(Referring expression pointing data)
BEGIN

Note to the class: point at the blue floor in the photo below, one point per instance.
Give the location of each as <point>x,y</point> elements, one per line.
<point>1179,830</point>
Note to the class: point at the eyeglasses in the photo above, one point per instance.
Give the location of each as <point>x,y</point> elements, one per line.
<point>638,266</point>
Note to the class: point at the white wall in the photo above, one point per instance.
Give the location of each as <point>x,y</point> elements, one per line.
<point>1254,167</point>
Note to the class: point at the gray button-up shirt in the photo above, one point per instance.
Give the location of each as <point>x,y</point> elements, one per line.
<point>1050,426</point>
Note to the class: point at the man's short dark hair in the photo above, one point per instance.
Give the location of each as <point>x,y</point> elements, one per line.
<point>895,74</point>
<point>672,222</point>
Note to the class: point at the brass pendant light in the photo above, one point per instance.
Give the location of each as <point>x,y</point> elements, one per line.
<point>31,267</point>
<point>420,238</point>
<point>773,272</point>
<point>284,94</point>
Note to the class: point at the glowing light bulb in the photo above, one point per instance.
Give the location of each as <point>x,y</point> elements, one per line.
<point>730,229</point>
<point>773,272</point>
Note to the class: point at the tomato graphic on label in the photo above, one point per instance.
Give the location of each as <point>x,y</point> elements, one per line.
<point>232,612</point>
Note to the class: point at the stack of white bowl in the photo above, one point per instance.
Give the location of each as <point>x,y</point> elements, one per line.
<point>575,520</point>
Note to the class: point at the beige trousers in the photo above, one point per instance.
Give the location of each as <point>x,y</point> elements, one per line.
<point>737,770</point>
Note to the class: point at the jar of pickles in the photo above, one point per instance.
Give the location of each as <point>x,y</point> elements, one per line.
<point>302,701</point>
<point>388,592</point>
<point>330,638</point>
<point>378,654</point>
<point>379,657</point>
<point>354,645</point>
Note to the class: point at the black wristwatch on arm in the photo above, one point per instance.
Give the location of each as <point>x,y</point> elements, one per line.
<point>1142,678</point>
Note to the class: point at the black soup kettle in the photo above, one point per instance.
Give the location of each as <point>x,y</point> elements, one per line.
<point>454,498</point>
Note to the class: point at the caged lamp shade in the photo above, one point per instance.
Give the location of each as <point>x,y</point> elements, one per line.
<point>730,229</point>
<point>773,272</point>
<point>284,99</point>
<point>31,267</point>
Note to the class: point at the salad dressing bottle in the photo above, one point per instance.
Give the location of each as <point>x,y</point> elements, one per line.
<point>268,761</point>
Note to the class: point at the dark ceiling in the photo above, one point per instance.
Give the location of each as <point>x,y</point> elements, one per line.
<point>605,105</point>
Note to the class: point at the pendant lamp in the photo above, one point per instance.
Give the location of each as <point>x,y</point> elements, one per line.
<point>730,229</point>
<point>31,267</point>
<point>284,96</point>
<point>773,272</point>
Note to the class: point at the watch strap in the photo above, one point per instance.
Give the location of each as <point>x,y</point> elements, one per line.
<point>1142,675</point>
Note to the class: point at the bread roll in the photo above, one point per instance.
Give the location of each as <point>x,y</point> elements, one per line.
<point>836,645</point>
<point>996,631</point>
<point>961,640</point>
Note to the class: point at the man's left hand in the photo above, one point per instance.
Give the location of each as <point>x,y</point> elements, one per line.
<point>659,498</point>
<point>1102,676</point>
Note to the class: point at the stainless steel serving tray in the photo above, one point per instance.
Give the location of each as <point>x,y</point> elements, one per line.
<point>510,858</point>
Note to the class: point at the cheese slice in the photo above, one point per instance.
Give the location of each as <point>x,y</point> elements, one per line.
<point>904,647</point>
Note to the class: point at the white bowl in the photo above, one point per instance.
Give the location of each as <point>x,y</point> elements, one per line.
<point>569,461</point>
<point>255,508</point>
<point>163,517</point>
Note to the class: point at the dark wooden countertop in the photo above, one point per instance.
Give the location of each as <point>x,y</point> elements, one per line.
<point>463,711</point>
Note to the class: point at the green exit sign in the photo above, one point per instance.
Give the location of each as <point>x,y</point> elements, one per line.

END

> [PROBLEM STATEMENT]
Gather all lines from the records above in which "light" appears.

> [OUTPUT BELOW]
Note to the class: point at the brass pendant light in the photo above, one point per instance.
Note to the class: point at the glowing light bulb in the photo above, one point per instance.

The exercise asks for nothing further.